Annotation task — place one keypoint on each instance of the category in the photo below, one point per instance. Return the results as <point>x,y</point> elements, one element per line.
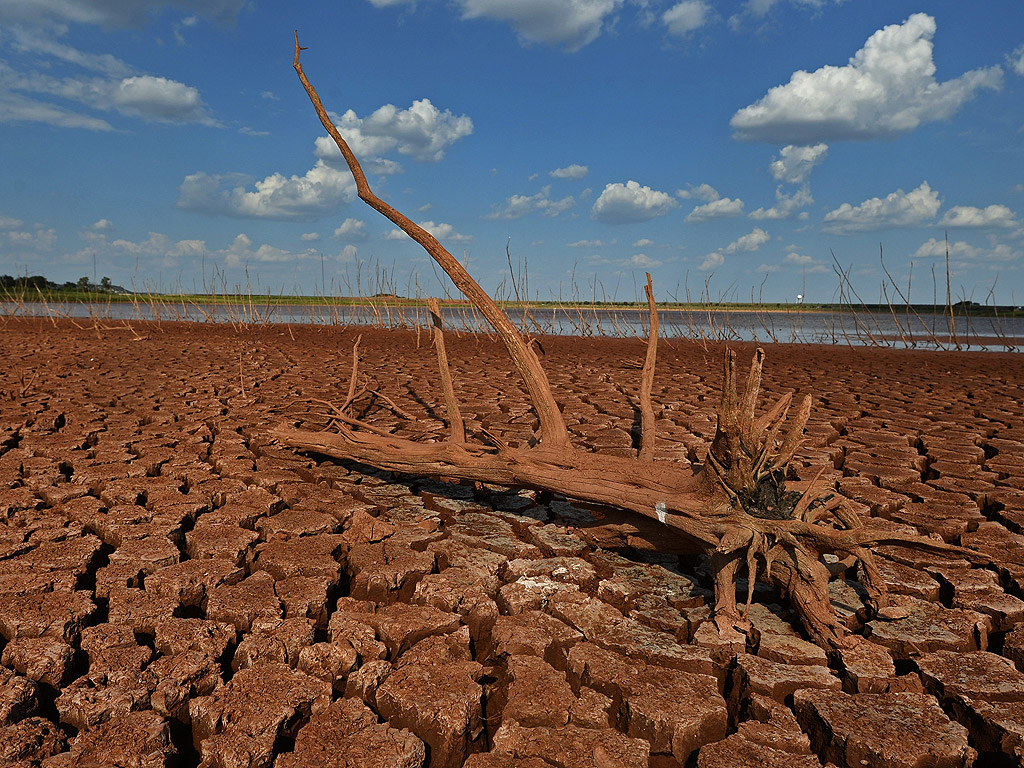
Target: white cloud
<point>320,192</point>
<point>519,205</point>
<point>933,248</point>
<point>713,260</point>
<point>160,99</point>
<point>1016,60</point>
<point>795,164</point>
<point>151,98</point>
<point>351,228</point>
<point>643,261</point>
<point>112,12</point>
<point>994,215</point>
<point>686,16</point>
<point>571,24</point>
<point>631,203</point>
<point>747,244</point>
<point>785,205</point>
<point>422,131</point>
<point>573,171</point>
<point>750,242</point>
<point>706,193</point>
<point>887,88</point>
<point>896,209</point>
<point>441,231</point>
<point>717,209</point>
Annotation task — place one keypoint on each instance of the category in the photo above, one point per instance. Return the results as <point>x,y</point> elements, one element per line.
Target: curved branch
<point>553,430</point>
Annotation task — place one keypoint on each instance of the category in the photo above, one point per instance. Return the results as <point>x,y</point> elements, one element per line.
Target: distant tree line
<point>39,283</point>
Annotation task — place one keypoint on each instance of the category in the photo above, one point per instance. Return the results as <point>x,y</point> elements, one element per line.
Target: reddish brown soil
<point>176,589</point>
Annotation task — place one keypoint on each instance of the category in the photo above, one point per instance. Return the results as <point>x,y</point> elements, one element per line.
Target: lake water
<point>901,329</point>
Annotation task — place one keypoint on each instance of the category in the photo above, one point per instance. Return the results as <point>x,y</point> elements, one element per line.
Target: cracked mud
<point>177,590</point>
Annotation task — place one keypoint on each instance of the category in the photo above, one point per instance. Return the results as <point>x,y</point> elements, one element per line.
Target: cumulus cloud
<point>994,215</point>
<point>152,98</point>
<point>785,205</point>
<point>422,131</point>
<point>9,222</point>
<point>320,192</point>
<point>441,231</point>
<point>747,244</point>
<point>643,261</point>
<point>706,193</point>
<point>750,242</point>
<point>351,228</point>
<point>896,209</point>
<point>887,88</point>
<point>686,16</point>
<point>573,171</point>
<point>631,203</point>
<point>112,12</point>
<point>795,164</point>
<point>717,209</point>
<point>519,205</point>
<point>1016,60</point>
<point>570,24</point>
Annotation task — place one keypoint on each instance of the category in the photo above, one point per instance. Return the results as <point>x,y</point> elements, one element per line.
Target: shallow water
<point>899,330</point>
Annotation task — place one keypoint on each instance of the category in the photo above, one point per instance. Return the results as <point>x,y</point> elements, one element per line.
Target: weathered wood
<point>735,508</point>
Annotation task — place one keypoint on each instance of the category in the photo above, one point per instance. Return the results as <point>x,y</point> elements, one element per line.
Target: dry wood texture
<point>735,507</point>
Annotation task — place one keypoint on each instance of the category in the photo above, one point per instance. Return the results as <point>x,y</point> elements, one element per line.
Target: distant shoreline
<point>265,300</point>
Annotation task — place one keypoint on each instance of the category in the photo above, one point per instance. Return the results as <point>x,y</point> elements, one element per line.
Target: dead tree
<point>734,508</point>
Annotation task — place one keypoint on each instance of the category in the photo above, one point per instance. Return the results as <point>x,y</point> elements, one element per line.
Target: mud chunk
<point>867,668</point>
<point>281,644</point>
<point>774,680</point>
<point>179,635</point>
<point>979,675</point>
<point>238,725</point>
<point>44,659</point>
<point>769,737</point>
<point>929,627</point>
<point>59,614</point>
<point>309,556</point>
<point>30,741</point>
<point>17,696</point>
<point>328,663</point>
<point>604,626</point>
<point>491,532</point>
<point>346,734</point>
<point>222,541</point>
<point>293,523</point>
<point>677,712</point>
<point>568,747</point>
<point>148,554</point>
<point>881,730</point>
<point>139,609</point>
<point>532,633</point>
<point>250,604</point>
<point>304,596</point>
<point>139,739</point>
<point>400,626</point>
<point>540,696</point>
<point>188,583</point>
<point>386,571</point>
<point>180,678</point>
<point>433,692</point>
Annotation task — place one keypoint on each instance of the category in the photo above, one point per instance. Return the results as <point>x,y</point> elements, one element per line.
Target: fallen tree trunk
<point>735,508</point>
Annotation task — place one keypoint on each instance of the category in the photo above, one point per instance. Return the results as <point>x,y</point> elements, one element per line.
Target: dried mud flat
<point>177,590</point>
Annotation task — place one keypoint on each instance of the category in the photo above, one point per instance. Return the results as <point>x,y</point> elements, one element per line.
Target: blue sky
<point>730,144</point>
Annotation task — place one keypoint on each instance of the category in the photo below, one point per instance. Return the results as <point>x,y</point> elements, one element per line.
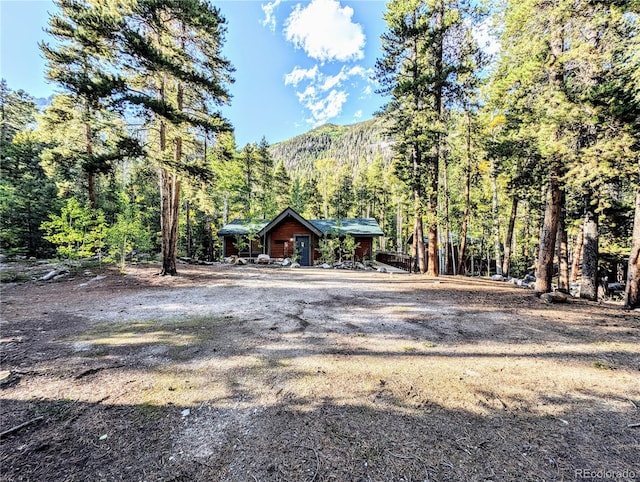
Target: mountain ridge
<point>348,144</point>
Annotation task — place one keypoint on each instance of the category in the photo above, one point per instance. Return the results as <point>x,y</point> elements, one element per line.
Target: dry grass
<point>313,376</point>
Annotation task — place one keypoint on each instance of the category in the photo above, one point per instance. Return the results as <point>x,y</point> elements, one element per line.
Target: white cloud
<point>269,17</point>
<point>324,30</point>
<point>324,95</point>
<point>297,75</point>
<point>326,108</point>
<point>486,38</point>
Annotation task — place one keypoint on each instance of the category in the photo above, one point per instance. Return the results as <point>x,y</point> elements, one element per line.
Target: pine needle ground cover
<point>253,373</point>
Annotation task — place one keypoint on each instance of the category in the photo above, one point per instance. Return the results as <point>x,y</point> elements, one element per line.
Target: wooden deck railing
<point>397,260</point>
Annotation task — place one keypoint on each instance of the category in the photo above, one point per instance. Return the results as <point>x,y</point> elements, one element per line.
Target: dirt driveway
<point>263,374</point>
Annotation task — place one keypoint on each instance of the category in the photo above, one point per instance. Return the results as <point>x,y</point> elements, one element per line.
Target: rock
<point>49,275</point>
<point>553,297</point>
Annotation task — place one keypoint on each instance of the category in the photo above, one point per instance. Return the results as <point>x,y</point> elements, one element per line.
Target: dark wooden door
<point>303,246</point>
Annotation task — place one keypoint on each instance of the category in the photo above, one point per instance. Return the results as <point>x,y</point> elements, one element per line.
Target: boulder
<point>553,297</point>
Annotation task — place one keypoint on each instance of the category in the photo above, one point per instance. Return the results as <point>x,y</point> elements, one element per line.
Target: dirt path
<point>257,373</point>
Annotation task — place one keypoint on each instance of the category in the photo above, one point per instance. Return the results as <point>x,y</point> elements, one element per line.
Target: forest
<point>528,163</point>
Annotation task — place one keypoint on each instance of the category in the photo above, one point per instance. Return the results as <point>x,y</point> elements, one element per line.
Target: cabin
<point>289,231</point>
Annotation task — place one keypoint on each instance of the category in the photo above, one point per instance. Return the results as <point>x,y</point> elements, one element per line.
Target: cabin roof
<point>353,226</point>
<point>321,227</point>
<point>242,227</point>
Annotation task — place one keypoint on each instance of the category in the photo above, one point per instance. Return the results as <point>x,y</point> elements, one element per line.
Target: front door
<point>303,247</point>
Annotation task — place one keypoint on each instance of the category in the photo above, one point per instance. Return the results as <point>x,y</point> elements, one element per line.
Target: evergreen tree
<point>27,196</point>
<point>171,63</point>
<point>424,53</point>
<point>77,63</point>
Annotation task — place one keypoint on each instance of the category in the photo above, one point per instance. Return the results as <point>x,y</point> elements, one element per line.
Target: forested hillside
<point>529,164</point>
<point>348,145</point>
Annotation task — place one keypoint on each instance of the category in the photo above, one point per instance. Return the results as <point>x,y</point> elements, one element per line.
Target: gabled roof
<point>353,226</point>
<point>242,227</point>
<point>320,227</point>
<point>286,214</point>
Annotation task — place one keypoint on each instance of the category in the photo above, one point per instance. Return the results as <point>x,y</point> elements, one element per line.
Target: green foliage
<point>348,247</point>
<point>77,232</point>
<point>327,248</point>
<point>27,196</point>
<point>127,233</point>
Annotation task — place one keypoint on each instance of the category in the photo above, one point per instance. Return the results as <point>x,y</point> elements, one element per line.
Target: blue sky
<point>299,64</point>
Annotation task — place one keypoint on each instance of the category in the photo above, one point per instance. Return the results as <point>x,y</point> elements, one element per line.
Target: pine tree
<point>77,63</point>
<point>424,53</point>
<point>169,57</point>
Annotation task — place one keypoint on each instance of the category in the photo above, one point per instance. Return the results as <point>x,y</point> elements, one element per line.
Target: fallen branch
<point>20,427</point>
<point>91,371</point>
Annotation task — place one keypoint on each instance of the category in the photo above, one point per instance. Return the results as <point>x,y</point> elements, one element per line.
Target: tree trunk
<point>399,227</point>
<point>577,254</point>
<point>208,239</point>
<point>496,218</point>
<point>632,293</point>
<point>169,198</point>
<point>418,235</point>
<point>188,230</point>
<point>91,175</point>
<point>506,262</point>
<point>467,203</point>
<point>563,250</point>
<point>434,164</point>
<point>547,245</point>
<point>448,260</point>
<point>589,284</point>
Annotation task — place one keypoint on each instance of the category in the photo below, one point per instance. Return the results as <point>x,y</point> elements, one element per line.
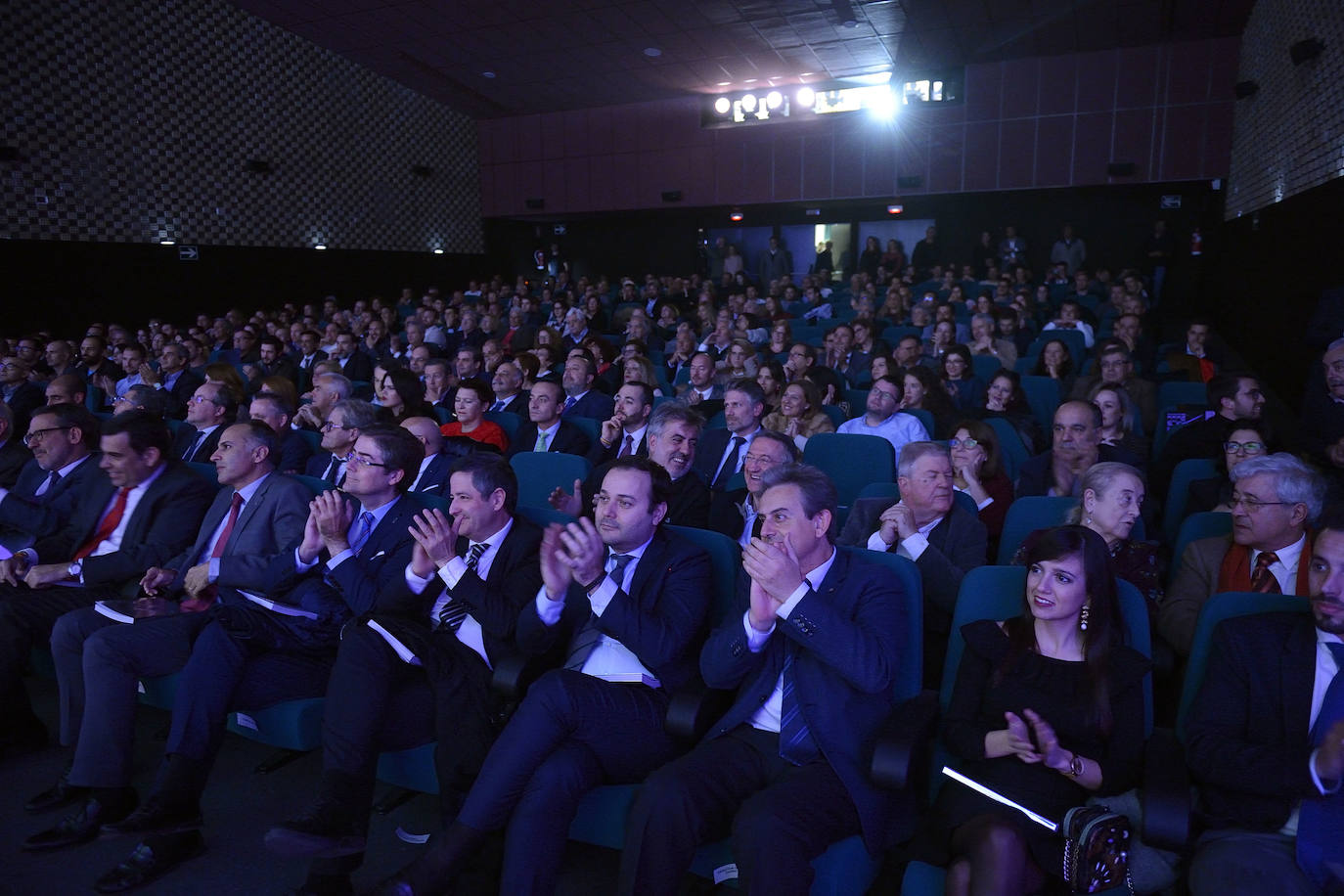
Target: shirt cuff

- **Exercise aim**
Pull out every line of the records above that contains the string "branch", copying each line in full. Treat the match as case-sensitive.

- **Problem solution**
Target: curved branch
Target: fallen branch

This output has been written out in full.